Can you turn the rows below into a two-column CSV with the headers "prompt" and "target", giving one line per row? Put each row's text and its answer in their own quoted field, with every line break replaced by a space.

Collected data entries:
━━━━━━━━

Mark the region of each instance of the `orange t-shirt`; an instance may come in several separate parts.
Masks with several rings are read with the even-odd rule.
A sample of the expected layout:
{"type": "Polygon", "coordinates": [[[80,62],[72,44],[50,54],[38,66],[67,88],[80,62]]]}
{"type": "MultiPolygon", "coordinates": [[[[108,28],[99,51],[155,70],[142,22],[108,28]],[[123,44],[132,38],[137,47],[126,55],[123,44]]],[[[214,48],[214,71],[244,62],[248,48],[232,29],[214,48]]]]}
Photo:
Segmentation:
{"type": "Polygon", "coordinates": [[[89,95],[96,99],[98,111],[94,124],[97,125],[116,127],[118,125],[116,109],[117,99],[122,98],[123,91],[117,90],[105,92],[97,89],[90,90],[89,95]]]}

━━━━━━━━

**Task output:**
prompt,target
"Mark the region of each instance of the `orange t-shirt`; an instance may come in several separate parts. Masks with several rings are read with the even-odd rule. A sample of the expected layout: {""type"": ""Polygon"", ""coordinates"": [[[80,62],[72,44],[50,54],[38,66],[67,88],[80,62]]]} {""type"": ""MultiPolygon"", ""coordinates"": [[[[108,28],[99,51],[155,70],[142,22],[108,28]],[[123,44],[132,38],[137,47],[126,55],[123,44]]],[[[214,48],[214,71],[244,62],[248,48],[232,29],[214,48]]]]} Photo: Segmentation:","{""type"": ""Polygon"", ""coordinates"": [[[89,95],[96,99],[98,111],[94,124],[97,125],[116,127],[118,125],[116,109],[117,99],[122,98],[123,91],[117,90],[105,92],[97,89],[90,90],[89,95]]]}"